Objective. Leave every picture out and write out the records below exactly.

Exercise material.
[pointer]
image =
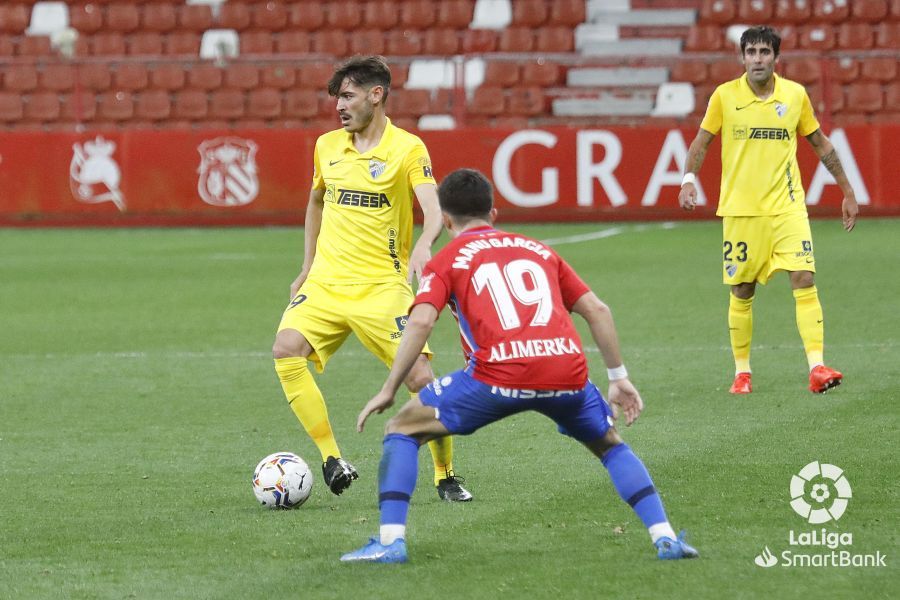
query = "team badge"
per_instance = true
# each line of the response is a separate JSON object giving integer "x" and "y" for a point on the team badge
{"x": 376, "y": 168}
{"x": 228, "y": 172}
{"x": 94, "y": 175}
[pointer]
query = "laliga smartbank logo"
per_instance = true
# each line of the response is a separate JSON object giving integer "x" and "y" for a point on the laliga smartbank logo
{"x": 820, "y": 493}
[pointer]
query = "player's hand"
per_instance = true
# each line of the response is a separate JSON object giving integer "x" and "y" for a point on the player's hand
{"x": 378, "y": 404}
{"x": 419, "y": 257}
{"x": 623, "y": 394}
{"x": 849, "y": 211}
{"x": 687, "y": 197}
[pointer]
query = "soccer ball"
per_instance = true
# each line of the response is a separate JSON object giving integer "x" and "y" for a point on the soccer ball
{"x": 282, "y": 480}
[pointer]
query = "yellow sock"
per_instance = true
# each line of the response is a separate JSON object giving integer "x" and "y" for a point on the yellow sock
{"x": 307, "y": 403}
{"x": 740, "y": 329}
{"x": 810, "y": 324}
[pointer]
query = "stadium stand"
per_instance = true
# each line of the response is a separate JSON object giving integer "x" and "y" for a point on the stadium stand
{"x": 200, "y": 62}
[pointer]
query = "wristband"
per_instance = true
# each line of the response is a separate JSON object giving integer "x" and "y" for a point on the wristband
{"x": 618, "y": 373}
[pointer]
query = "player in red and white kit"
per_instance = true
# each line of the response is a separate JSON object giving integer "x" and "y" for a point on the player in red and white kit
{"x": 511, "y": 296}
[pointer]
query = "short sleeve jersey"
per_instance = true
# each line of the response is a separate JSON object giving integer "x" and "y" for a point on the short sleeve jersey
{"x": 511, "y": 296}
{"x": 760, "y": 175}
{"x": 367, "y": 218}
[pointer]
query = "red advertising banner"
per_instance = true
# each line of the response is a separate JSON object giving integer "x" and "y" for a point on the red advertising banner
{"x": 263, "y": 176}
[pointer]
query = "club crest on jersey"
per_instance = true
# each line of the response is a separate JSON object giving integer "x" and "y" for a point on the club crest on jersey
{"x": 376, "y": 168}
{"x": 228, "y": 172}
{"x": 94, "y": 175}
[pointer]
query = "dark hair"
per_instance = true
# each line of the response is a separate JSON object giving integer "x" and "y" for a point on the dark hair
{"x": 466, "y": 193}
{"x": 762, "y": 34}
{"x": 364, "y": 71}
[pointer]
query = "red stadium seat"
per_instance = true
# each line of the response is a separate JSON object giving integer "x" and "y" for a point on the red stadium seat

Correct response.
[pointer]
image =
query = "team badge"
per_instance = true
# each line of the response is a separate JSON object giving integer "x" and "y" for a point on the team badge
{"x": 376, "y": 168}
{"x": 228, "y": 172}
{"x": 94, "y": 175}
[pointer]
query = "laliga smartbank logo"
per_instance = true
# each line of the response is a separate JSON object giving integer "x" and "y" for a point on the laliga smartbank logo
{"x": 820, "y": 493}
[pointer]
query = "player's hand"
per_instance = true
# each line of the response is a separate JSON object giving integer "x" and "y" for a point on the player's hand
{"x": 378, "y": 404}
{"x": 419, "y": 257}
{"x": 623, "y": 394}
{"x": 849, "y": 211}
{"x": 687, "y": 197}
[pointer]
query = "soccer ball"
per_instance = true
# each line of the response is a separate JSON object giving integer "x" and "y" for a point on the soccer ball
{"x": 282, "y": 480}
[pointer]
query = "yellow sock"
per_instance = true
# each line of the response is a separate JSON object giving integer "x" and "y" for a point on the yellow sock
{"x": 307, "y": 403}
{"x": 740, "y": 329}
{"x": 810, "y": 324}
[pointer]
query = "stadium stand"
per_instance = true
# each line of the response is a separate JSON object giving integer "x" and "y" for a point on the stadium stand
{"x": 200, "y": 62}
[pointer]
query = "wristband"
per_instance = true
# each line of the response is a separate JSON object giving integer "x" and "y" for a point on the wristband
{"x": 618, "y": 373}
[pointer]
query = "player in red and white kit"
per_instance = true
# each line of the response is a separate JSON object giving integer "x" and "y" for a point on the player in red and white kit
{"x": 511, "y": 296}
[pointer]
query = "short sleeve jersey"
per_instance = true
# each line of the response is a separate JSON object giving integer "x" and "y" for a point on the short sleeve jersey
{"x": 511, "y": 296}
{"x": 760, "y": 175}
{"x": 367, "y": 218}
[pointer]
query = "red advertising banner"
per_instance = true
# each line of the response is a separate JSON object giving integer "x" and "y" for a point on the red advertising banner
{"x": 263, "y": 176}
[pointer]
query = "club crest on jersey"
per_instance = true
# each line of the response is a separate JSON object giving integer "x" and "y" for a point on the club crest on jersey
{"x": 376, "y": 168}
{"x": 228, "y": 172}
{"x": 94, "y": 175}
[pointer]
query = "dark hair"
per_instance = true
# each line of the response is a separate JSON object giving integer "x" and "y" for a point on the dark hair
{"x": 466, "y": 193}
{"x": 762, "y": 34}
{"x": 364, "y": 71}
[pointer]
query = "red stadium seat"
per_instance = true
# each line of the response is a separate JSON object giving integer "x" and "y" for a point on the red stadium seat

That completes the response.